_TASK TO CARRY OUT_
Wherever the word "space" occurs in the listing, copy the whole line.

_MATERIAL FOR THE TASK_

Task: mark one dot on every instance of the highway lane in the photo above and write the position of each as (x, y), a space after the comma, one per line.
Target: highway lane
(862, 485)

* * *

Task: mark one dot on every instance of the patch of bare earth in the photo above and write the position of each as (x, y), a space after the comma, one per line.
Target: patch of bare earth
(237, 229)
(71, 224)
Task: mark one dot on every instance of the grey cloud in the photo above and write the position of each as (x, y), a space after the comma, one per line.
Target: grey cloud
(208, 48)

---

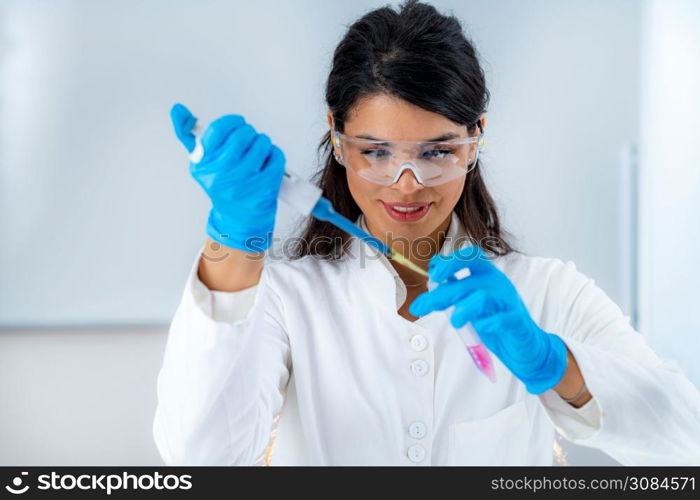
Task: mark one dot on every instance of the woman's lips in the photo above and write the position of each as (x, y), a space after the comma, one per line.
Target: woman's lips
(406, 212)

_WRITTEN RESPONSE_
Task: mark one dot on every instance of the highway lane in the photo above and write the position of each as (x, y), a space after the comma, one per line.
Task: mark one dot on every instance of the patch of bare earth in the photo above and write the position of each as (x, y), a space after the comma, one per line.
Task: mark one dot on every instance of the grey cloud in the photo above and write the position of each as (x, y), a space after the comma, one per line.
Task: mark one dot on every instance of the woman's lips in the photo above and write the position of each as (x, y), a space after the comma, one per line.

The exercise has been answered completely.